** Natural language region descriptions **
________
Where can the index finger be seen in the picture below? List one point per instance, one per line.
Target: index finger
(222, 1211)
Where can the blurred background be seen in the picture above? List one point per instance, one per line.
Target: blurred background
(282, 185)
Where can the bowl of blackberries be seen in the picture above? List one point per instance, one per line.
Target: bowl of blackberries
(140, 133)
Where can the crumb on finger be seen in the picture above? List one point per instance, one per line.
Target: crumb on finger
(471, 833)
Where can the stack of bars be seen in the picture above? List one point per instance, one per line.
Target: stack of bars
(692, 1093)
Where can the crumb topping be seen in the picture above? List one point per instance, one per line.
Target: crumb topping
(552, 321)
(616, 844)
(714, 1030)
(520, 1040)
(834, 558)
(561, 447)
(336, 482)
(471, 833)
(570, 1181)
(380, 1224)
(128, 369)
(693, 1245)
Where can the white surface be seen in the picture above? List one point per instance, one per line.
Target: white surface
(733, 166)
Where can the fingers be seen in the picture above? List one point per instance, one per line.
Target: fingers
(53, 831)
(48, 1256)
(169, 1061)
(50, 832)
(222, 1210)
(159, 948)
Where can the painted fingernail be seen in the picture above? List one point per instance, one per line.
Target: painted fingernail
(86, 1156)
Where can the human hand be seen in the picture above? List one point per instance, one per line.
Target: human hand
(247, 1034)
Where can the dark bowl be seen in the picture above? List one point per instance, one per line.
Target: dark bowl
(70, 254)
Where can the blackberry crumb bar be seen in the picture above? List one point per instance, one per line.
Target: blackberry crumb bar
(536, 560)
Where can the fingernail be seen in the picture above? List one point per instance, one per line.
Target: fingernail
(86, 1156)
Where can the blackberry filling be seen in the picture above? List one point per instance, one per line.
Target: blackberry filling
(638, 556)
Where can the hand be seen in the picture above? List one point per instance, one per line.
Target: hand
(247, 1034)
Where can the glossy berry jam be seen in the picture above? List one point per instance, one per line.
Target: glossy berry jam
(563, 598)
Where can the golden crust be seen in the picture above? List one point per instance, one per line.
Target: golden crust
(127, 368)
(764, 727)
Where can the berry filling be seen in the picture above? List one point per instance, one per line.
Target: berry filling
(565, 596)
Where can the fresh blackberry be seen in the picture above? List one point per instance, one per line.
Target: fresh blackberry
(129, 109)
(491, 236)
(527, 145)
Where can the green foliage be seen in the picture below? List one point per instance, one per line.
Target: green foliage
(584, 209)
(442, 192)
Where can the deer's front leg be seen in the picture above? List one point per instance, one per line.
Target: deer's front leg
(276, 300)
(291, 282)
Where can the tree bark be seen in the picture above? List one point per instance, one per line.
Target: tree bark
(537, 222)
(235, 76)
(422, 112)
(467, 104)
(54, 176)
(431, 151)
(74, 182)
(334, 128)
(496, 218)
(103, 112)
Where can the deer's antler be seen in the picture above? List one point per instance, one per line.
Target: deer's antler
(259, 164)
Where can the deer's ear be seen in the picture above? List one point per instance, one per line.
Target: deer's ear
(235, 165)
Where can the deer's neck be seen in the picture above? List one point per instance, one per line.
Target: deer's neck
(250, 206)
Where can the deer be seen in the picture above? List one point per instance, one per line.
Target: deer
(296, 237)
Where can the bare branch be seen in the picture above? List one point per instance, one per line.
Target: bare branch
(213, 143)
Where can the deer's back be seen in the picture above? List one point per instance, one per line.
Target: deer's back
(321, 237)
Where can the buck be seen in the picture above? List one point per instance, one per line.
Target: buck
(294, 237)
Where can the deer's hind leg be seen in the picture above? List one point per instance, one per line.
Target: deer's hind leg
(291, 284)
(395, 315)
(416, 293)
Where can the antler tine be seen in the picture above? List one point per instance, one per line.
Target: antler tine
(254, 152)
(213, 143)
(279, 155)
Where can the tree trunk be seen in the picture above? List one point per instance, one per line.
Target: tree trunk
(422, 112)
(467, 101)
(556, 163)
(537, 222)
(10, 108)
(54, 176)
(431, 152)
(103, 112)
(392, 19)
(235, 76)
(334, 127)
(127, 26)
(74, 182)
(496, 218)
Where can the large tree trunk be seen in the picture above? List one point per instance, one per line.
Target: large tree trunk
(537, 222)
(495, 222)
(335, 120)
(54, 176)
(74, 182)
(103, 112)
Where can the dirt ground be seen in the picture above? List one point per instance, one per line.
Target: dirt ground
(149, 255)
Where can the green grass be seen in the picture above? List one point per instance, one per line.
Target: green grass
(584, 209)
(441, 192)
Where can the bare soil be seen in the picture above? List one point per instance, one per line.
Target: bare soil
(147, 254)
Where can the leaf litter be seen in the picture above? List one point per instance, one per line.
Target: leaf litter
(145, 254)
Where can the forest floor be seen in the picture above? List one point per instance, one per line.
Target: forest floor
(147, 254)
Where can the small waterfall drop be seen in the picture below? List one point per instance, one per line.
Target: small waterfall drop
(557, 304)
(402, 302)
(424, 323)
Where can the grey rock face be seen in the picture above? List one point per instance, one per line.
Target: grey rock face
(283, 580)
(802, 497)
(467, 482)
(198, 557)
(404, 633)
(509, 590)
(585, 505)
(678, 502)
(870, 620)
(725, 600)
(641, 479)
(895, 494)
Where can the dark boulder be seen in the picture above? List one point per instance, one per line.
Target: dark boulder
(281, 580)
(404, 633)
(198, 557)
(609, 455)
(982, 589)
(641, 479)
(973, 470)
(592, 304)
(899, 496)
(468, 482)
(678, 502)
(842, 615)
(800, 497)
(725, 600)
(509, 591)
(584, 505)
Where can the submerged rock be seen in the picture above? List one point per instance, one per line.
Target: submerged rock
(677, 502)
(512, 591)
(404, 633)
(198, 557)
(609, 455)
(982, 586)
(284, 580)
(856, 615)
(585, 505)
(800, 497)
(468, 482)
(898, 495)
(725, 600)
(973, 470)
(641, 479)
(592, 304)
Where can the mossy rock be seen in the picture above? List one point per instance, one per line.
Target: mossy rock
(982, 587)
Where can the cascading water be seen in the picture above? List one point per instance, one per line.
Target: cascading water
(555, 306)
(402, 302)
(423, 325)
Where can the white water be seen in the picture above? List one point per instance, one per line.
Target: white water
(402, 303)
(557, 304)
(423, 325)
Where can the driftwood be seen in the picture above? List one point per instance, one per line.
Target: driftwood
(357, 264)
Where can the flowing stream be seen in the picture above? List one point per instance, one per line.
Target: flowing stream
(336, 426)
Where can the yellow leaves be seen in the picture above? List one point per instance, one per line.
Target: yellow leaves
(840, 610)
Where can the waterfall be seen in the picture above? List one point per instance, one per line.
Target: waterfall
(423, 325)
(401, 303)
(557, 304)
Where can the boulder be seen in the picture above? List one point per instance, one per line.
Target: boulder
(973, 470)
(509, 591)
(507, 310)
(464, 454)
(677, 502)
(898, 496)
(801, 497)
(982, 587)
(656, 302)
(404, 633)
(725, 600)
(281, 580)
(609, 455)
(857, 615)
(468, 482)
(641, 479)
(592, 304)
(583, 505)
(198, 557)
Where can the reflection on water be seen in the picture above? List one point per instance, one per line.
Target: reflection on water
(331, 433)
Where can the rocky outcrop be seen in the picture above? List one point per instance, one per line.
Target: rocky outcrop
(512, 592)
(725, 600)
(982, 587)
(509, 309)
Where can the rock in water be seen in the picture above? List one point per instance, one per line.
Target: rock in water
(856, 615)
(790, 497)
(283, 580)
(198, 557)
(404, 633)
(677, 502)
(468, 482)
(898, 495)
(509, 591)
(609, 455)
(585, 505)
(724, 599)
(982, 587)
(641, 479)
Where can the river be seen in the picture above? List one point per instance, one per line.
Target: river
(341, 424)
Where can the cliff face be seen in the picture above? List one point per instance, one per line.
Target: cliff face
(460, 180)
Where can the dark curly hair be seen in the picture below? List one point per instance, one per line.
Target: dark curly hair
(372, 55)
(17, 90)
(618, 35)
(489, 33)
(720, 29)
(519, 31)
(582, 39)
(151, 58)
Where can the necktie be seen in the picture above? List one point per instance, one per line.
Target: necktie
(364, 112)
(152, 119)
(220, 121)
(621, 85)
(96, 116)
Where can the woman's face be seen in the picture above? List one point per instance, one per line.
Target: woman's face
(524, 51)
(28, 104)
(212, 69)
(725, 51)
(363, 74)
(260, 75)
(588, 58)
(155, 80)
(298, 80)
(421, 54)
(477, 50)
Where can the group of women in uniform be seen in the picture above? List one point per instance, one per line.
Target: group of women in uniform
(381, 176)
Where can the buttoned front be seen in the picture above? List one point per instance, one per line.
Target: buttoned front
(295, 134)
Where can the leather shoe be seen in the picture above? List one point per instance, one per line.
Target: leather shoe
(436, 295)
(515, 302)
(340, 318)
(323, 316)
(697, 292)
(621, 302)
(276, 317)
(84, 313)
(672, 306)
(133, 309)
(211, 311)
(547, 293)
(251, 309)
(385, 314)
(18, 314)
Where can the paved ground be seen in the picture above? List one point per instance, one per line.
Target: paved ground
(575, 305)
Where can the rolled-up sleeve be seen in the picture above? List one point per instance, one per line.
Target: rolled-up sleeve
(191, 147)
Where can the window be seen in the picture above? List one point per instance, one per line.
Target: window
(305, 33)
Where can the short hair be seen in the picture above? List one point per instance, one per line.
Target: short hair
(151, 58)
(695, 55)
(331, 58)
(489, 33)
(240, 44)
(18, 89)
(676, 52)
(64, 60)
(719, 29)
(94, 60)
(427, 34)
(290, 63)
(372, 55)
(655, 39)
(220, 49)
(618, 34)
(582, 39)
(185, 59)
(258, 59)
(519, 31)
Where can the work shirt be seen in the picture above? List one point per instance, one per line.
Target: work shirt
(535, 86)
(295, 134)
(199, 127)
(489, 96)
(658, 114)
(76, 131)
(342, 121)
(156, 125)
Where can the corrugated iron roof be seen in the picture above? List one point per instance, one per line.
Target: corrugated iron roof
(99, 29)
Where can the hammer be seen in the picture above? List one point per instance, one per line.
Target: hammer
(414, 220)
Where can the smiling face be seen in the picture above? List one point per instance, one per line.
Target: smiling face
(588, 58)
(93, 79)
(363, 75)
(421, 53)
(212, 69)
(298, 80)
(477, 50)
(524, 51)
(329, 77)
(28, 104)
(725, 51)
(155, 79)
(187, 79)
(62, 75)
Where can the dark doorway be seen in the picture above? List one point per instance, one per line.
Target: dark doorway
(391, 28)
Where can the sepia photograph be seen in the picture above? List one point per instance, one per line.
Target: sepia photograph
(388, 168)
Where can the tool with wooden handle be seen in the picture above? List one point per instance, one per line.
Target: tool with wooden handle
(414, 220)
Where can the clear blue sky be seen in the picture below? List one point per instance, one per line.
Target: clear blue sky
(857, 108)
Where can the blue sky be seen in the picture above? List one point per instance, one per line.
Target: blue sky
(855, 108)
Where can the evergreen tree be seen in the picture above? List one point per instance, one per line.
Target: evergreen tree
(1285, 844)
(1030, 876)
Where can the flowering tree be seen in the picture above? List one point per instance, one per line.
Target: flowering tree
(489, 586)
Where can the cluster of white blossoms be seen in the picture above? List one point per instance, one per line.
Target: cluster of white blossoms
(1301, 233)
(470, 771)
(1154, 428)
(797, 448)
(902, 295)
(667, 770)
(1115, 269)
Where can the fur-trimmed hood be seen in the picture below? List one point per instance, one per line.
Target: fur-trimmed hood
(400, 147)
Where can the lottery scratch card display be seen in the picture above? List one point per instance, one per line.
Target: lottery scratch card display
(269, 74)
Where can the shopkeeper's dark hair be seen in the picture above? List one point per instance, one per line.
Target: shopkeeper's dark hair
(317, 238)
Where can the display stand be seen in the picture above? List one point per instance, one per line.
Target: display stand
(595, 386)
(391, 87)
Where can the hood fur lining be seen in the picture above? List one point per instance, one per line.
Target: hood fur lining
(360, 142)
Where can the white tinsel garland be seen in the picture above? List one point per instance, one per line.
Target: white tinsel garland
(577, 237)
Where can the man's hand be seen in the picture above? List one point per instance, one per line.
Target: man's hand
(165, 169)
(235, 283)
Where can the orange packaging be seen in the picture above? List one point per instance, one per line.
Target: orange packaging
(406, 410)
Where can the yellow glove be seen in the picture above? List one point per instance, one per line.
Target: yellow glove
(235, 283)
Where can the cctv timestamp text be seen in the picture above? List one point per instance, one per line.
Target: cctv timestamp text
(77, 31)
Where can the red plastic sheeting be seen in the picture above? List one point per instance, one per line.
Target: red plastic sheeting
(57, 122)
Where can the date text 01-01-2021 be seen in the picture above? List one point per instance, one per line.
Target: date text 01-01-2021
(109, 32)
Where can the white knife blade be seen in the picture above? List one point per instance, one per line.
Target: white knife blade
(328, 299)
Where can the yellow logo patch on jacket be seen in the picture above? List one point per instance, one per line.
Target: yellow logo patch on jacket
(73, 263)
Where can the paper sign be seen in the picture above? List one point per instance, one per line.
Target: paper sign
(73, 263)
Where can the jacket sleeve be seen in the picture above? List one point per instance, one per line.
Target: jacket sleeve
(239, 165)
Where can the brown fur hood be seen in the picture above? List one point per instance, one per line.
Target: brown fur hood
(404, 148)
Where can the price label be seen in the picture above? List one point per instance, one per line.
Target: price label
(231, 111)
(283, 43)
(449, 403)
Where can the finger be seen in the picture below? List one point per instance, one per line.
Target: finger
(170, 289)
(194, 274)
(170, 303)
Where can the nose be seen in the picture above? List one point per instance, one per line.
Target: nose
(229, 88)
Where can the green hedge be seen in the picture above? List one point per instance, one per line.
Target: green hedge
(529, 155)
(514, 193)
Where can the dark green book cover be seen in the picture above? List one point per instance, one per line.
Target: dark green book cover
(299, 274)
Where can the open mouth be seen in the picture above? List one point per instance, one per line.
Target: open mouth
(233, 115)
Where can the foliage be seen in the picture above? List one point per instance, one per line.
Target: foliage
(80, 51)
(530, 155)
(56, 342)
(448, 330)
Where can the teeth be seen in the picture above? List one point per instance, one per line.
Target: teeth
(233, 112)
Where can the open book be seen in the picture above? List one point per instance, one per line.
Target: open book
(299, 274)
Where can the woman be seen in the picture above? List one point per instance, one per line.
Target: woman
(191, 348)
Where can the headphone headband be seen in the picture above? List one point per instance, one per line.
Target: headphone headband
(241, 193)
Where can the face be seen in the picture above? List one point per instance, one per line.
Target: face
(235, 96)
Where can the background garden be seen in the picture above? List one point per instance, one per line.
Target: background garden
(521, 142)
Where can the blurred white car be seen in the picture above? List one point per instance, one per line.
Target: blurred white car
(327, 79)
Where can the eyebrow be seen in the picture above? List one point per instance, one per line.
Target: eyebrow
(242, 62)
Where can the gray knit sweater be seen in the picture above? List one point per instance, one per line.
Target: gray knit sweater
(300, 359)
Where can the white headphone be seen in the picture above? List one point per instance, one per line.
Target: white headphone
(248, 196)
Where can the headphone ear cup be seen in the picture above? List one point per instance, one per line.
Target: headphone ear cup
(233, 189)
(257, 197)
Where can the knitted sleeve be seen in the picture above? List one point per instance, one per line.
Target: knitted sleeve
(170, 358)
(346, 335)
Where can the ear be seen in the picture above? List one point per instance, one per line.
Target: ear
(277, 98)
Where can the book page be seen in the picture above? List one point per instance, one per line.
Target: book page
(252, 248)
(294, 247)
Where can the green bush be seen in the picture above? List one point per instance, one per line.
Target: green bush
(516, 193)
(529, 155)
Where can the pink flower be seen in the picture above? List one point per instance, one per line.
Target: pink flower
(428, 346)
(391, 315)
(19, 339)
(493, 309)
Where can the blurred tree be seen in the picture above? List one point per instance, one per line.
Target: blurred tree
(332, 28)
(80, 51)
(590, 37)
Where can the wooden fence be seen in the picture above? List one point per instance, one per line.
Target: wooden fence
________
** Goal of the exercise **
Quote the records above exactly, from the first line through the line containing "Where can the painted", and nothing more.

** Expected answer **
Where can the index finger be seen in the picture below? List one point per instance, one per line.
Target: index finger
(222, 1211)
Where can the blurred background be seen in the picture above? List one point per instance, one per line.
Target: blurred background
(282, 185)
Where can the bowl of blackberries be seen in the picture above? List one point per instance, one per line.
Target: bowl of blackberries
(140, 133)
Where can the crumb on finger be seen in the picture above? List one point per instance, one per line.
Target: crumb on finger
(471, 833)
Where can the stack of bars be seen in the picture above? List one point per instance, one per line.
Target: stack of bars
(692, 1093)
Where can the crumb topping be seen in the picture above? List one point per instance, one per line.
Target: crumb topping
(552, 321)
(616, 844)
(714, 1030)
(520, 1040)
(834, 558)
(561, 447)
(336, 482)
(471, 833)
(570, 1181)
(380, 1224)
(128, 369)
(693, 1245)
Where can the white surface be seen in the picture above? List one point per instance, one per line.
Target: white surface
(733, 166)
Where can the fingers be seen in the picture above? List one point per instance, one per line.
Target: fingers
(53, 831)
(48, 1256)
(169, 1061)
(50, 832)
(222, 1210)
(159, 948)
Where can the painted fingernail be seen in the picture above? List one point per instance, one per line.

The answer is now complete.